● TAREFA A CUMPRIR
Reproduza, sem qualquer alteração, a parte do trecho sobre a abertura política que começa nas palavras "Com o povo demonstrando" e vai até as palavras "do governo militar.", inclusive.

● TRECHO SELECIONADO
+--

Com o povo demonstrando cansaço do regime dos generais, num pleito de eleição indireta para a Presidência da República e indicação de governadores nos Estados, começou a haver pressão pelas eleições diretas. No MDB, partido da oposição, começou a despontar líderes de expressão como Ulisses Guimarães, Tancredo Neves, Mário Covas, Franco Montoro, no plano nacional, e Iris Rezende e Henrique Santillo, em Goiás. Com o pedido das Diretas Já, o general Ernesto Geisel e presidente da República se comprometeu com o processo de abertura política. O general João Figueiredo, dentro desse plano, cumpriria o último mandato do governo militar.

+--

● MATERIAL COLETADO
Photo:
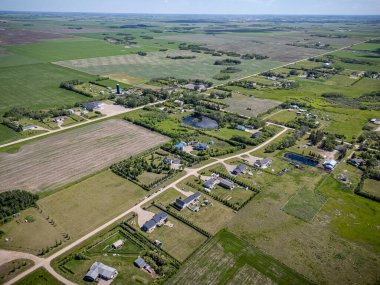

+--

● RESULTADO DO EXERCÍCIO
Com o povo demonstrando cansaço do regime dos generais, num pleito de eleição indireta para a Presidência da República e indicação de governadores nos Estados, começou a haver pressão pelas eleições diretas. No MDB, partido da oposição, começou a despontar líderes de expressão como Ulisses Guimarães, Tancredo Neves, Mário Covas, Franco Montoro, no plano nacional, e Iris Rezende e Henrique Santillo, em Goiás. Com o pedido das Diretas Já, o general Ernesto Geisel e presidente da República se comprometeu com o processo de abertura política. O general João Figueiredo, dentro desse plano, cumpriria o último mandato do governo militar.